DATA TO USE:
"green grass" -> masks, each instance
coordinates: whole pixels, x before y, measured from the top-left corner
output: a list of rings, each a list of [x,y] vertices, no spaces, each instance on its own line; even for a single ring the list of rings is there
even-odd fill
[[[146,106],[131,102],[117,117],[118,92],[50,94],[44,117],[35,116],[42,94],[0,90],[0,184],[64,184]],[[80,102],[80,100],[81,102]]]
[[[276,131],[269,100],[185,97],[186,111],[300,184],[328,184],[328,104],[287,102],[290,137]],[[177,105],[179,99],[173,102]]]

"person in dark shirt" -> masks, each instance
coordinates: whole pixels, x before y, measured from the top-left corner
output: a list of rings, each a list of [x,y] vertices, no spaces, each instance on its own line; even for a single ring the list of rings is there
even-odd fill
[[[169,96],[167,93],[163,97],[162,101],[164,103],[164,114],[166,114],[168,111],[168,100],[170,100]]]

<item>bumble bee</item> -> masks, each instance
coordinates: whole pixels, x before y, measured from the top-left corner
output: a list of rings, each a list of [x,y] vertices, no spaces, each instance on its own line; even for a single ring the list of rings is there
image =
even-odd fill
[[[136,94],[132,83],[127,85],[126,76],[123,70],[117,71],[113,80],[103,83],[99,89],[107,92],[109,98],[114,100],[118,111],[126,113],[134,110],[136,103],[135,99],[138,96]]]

DO THIS: Reproduce every line of the entries above, requests included, scaling each vertex coordinate in the answers by 1.65 and rounding to the nearest whole number, with halves rounded up. Leave all numbers in the requests and their format descriptions unchanged.

REPLY TO THE EXERCISE:
"green grass" -> masks, each instance
coordinates: whole pixels, x before y, measured from the top-left corner
output: a list of rings, each a list of [x,y] vertices, no spaces, each instance on its own line; even for a single ring the list of rings is there
even-odd fill
[[[241,175],[216,168],[193,193],[195,152],[83,155],[73,193],[58,191],[69,155],[0,149],[0,304],[106,304]],[[132,168],[132,165],[134,168]]]
[[[455,216],[444,165],[305,160],[307,183],[495,304],[541,304],[541,172],[474,168],[479,226]],[[292,173],[295,163],[285,168]]]

"person in dark shirt" -> masks, each instance
coordinates: whole pixels, x before y, measured from the top-left corner
output: a list of rings, each a list of [x,y] vertices, no spaces, each instance on its own line; even for a single ring the list of rings is there
even-odd fill
[[[279,158],[276,153],[269,160],[267,167],[271,170],[271,188],[274,188],[277,183],[277,165],[281,165]]]

<item>bumble bee</item> -> masks, each instance
coordinates: whole pixels, x before y, measured from the top-left corner
output: a list of rings, each a list of [x,y] vertices, no spaces, each instance on its own line; even for a single ring the list of rings is there
image =
even-odd fill
[[[224,155],[218,137],[210,140],[208,125],[203,116],[193,117],[186,132],[170,137],[163,147],[177,152],[180,162],[188,165],[195,183],[208,186],[221,182],[224,170],[223,163],[228,158]]]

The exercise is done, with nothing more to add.